TASK STATEMENT: Could you pick up the essay below on the purpose of education and keep writing from after its last sentence?

DOCUMENT SECTION:
══════
For me, the purpose of education is to enrich the public's experience of the world and to promote the skills and attitudes that will further people in living a life worth living. The educator has the privileged position of being able to provide experiences that will open the student to the wonder and mystery of the world. The skilled educator will instill into their students the attitude that the world is an interesting place and is worth spending their time to study. From the great pyramids of Egypt to the humblest cylinder of backyard soil, there is always something interesting to see if we are willing to take the effort to look.
Such an attitude, that we can find happiness by taking an interest in studying the world and by taking the knowledge found and applying it to refine ourselves, stands as one of the few medicines we have to combat the growing influence of the transnational capitalist's vision of the citizen as the (debtor-)worker-consumer and its subsequent negative effects on the world.
I am against the concept of education as merely a means to find a job, or as merely a means to become useful. Ideas like these reduce humans to a tool. I am against the concept of education as merely a means to exit the lower social strata, or to buy one's way to the luxury-life. Ideas like these turn the world into an arena where everyone's scrambling to climb the ladder. Indeed, every educator recognizes their role in preparing the next generation to become productive participants in society. However, educators must not lose their sight in the pursuit of this single aim. There is more to society than just economic production and it is the educator's duty to turn the students' minds toward human culture. As an educator, I will strive to show students our unique position in history, to help them see how ideas and concepts have changed over time and be able to crystallize and reflect upon their own beliefs, both for those that were independently derived and for those that were given to them. I hope I can show them how to be happy, and maybe reflect about what it actually means to be happy.
Educators must recognize that students come from a variety of backgrounds and vary in their ability to learn material. As an educator, I will build my teaching on principles known to promote learning for all students. So frequently does the beginning art student feel daunted by the ability of an advanced peer and begins doubting their own capability. Predicaments like these are a moment to teach children about acceptance, acceptance of their own ability as well as that of others, recognizing that every human being has a unique set of strengths and weaknesses. Going further, this acceptance must also extend towards students with special needs. Just as an advanced student should not belittle the beginning student, the student without need for accommodations should not belittle the student who does have need. Acceptance is a crucial element in building an inclusive environment.
══════
ENTRIES SHOWN:
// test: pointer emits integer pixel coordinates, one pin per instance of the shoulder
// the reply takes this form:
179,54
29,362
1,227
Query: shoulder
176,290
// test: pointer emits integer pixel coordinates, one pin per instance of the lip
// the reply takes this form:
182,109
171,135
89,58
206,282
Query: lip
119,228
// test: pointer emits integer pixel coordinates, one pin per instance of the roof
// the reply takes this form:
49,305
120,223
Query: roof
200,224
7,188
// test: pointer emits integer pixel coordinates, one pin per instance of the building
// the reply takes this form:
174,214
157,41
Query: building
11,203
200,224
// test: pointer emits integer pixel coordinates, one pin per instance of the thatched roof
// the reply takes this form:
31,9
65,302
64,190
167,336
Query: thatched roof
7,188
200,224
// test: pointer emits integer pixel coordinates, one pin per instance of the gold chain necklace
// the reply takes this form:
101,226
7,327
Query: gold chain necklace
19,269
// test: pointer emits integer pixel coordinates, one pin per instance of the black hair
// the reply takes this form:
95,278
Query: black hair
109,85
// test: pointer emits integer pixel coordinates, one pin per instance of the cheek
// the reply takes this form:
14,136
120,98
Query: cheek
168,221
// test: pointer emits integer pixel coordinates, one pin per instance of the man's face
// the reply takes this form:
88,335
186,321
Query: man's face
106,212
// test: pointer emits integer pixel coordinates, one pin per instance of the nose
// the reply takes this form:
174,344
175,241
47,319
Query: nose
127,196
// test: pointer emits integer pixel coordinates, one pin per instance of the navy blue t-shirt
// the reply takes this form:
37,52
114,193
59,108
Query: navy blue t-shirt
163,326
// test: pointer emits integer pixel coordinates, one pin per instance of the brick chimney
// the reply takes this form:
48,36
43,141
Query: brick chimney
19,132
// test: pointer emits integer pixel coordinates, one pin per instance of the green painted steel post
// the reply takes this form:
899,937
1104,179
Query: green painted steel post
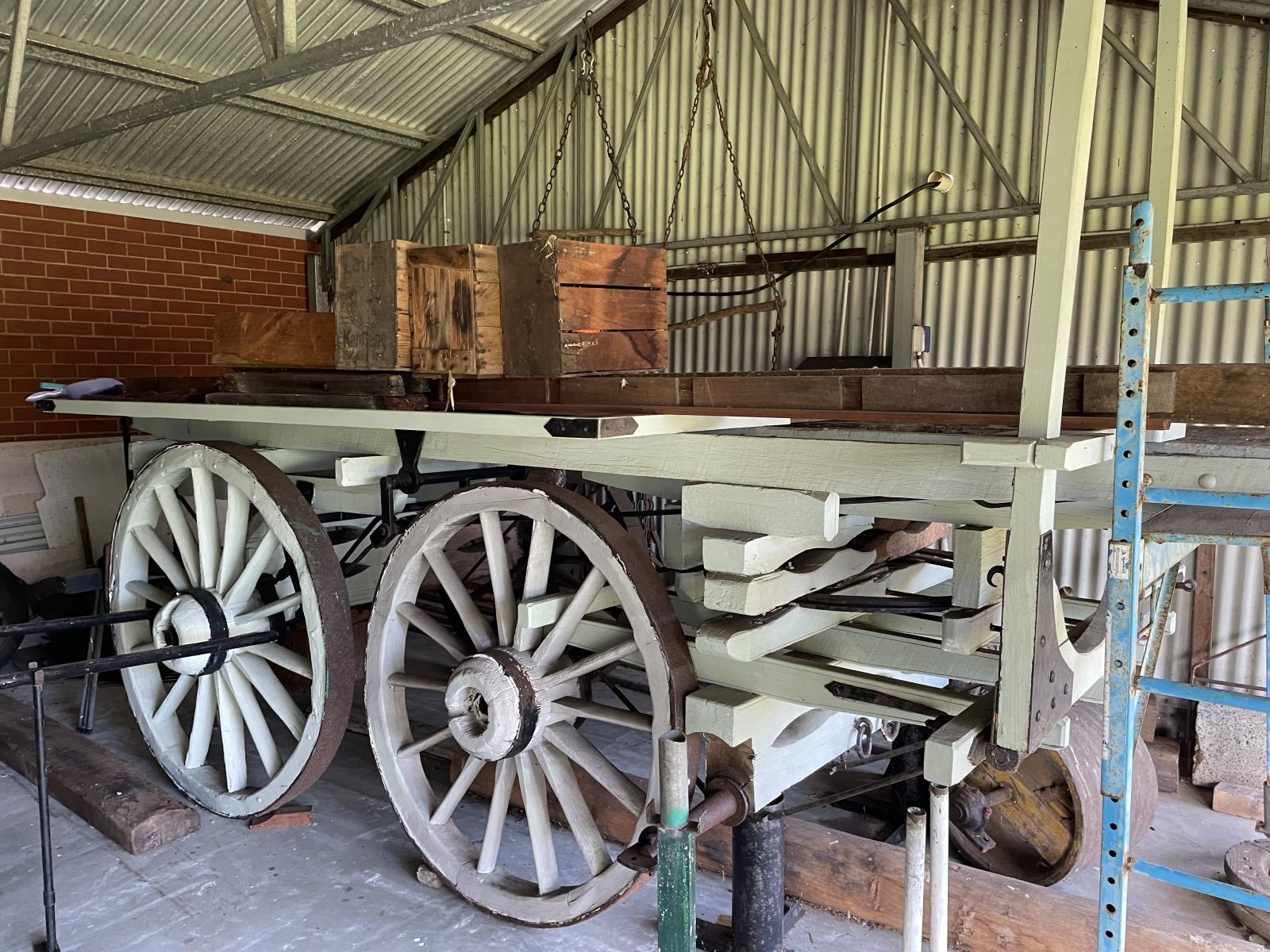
676,850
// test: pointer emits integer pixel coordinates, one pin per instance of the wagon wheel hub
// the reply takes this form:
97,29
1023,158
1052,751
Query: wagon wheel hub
495,704
187,620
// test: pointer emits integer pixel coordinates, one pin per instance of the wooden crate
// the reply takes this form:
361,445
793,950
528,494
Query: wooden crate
582,308
455,310
372,306
275,340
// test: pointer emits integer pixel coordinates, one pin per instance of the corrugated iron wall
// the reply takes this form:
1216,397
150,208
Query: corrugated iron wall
876,122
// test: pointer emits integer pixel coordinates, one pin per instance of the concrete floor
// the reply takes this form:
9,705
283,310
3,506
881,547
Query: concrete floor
348,881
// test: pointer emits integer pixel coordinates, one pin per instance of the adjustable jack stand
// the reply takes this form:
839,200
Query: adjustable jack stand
760,914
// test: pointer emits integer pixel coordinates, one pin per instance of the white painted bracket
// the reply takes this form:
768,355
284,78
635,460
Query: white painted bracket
787,742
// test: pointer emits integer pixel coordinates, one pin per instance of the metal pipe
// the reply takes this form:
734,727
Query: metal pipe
914,877
675,782
46,835
939,824
1265,588
759,884
676,850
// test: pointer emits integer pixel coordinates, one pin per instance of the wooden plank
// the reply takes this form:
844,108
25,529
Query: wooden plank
275,340
615,351
1100,393
939,393
651,390
105,791
501,391
611,309
1231,393
865,880
317,382
821,393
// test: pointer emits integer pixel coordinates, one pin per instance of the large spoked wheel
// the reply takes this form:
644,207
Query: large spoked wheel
210,531
514,697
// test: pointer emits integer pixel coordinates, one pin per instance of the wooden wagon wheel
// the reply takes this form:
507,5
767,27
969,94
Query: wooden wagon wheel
511,697
215,528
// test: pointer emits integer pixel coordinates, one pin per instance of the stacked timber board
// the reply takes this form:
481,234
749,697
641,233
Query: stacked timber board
1194,393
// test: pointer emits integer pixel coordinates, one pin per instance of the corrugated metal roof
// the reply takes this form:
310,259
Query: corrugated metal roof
257,158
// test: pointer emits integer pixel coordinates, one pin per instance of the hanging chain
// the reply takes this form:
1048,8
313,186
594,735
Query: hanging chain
587,83
706,76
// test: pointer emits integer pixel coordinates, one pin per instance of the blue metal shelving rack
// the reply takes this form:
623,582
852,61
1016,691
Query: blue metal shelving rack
1195,516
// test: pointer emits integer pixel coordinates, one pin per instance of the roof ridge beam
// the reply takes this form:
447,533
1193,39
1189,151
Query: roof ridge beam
375,40
487,36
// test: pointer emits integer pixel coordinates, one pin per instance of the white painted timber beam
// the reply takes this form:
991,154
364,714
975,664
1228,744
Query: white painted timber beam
546,609
765,593
746,639
762,509
976,552
751,554
802,679
1049,325
1166,130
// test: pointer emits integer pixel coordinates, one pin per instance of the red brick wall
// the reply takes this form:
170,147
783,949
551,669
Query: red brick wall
94,295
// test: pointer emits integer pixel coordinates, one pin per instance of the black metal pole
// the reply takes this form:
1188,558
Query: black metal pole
46,837
59,626
135,659
88,698
759,884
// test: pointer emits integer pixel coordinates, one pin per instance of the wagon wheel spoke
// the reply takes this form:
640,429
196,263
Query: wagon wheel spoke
238,516
505,778
435,630
537,573
178,526
244,585
419,682
418,747
457,791
283,605
163,556
207,526
571,742
582,824
175,695
233,742
205,715
271,689
478,628
499,577
253,716
550,649
535,797
283,657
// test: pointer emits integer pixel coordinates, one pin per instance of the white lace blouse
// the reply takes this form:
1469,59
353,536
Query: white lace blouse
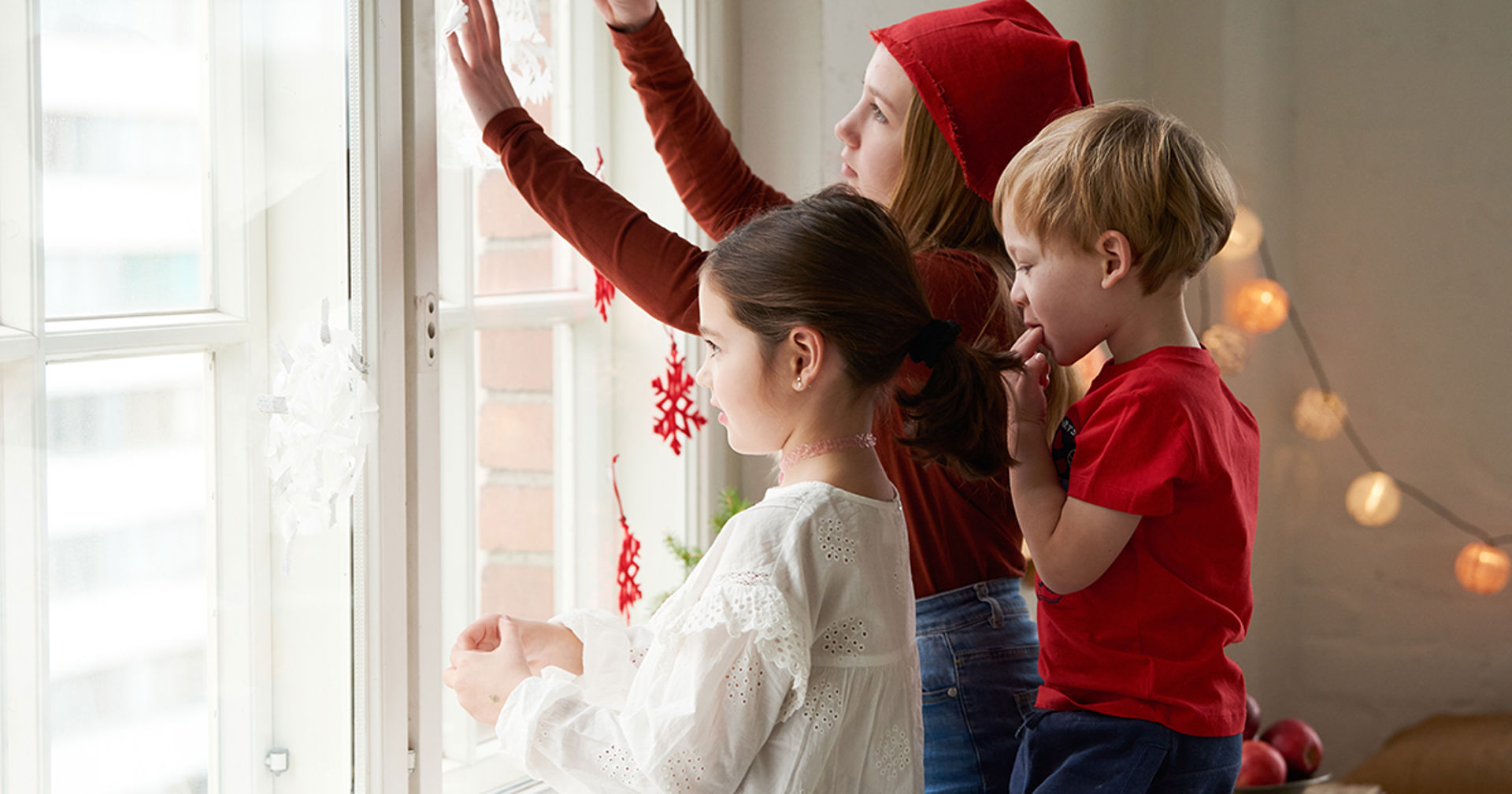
784,664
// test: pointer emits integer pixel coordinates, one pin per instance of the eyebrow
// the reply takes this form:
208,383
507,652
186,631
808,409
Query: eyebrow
879,97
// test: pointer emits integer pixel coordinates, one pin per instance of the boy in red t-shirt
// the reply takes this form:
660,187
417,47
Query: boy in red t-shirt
1140,516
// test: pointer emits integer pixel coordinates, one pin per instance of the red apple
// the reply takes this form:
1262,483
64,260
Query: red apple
1298,743
1260,766
1251,716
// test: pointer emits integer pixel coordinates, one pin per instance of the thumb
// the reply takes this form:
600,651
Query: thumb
509,633
1038,368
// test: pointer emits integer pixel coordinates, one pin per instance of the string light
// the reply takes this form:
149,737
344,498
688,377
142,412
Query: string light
1321,414
1260,306
1228,345
1373,498
1482,569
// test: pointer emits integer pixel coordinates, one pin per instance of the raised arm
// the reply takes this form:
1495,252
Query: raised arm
650,265
716,184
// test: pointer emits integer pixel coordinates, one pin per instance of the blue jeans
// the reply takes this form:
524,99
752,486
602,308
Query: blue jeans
1076,752
979,662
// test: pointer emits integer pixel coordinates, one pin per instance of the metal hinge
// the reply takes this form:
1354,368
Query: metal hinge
277,761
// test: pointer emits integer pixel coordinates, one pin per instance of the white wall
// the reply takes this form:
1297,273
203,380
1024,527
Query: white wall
1370,136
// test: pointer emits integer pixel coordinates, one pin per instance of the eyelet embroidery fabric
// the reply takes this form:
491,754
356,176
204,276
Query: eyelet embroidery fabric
844,637
747,601
892,754
619,766
825,707
682,772
743,681
833,542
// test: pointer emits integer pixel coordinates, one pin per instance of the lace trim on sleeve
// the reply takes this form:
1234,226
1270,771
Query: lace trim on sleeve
749,603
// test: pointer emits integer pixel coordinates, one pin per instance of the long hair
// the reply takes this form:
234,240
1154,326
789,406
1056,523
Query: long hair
935,209
838,264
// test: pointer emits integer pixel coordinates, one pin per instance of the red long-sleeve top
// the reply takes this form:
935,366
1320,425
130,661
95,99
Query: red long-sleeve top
961,531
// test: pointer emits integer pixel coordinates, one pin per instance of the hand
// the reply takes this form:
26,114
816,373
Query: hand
483,680
480,65
545,644
626,16
1027,388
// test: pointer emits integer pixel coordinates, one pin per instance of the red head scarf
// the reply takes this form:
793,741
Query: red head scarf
991,75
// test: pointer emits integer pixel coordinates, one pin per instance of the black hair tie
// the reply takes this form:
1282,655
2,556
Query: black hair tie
930,342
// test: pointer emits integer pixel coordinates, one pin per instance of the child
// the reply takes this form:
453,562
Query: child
1140,516
947,98
787,662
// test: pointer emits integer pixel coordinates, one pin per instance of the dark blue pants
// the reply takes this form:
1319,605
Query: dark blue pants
979,660
1076,752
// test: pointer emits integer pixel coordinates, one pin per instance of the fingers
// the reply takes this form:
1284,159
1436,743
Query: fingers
491,20
1028,342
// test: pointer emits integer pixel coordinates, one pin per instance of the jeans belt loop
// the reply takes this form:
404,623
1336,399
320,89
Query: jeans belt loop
989,601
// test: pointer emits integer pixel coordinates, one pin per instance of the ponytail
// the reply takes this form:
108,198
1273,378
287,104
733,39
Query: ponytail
961,415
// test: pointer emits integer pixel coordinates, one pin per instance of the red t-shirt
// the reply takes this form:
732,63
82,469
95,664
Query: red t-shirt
961,531
1160,437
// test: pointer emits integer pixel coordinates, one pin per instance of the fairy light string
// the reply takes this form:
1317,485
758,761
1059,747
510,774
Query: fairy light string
1295,318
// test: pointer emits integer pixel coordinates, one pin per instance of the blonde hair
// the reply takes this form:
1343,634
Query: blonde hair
1130,169
932,202
935,209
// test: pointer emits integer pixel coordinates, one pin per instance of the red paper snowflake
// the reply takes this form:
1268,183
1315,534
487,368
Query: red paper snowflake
602,295
602,289
629,551
676,410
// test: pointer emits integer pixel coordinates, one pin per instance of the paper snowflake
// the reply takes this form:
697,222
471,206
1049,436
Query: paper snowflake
629,554
678,414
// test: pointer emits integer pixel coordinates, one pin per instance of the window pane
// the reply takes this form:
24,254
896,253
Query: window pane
516,486
123,109
128,581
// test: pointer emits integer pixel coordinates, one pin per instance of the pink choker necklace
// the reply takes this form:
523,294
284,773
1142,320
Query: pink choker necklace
805,451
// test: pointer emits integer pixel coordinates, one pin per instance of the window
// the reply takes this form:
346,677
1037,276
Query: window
169,206
182,185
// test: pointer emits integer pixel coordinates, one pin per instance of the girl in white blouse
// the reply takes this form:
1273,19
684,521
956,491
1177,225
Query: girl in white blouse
787,662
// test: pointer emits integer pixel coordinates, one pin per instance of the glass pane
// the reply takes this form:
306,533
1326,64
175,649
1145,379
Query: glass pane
516,484
499,513
123,109
513,251
128,527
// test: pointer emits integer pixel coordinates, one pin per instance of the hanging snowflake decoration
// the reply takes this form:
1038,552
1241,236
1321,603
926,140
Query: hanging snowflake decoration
══════
RESPONSE:
In meeting the individual needs of students, I will communicate to students that my expectations for them will not be lowered. Art has an interesting position in the school curricula in that its main business is to foster within the student their unique expression. For each student, the business of the educator, then, is to help that student find the modes of expression that are best suited for them. It is through these modes students will best be able to demonstrate their mastery of the material. When dealing with students with need for special accommodations, I hope it is an idea that can be extended to them in a natural way.
Many goals have been discussed thus far. Why should I try all of this through art education, rather than in mathematics (where I got my degree)? With art, there is a moment I experience in the creative process where this feeling of investment, or attachment, or love starts to take over, where the materials stop being just materials and I really just need to see the idea come to life. I think this feeling of investment and total immersion encapsulates many of the ideas that I have just written about. We've all seen the young child involved with their crayons, or the teenager in school completely lost in their drawings. I hope I can bring the students to experience that very same feeling.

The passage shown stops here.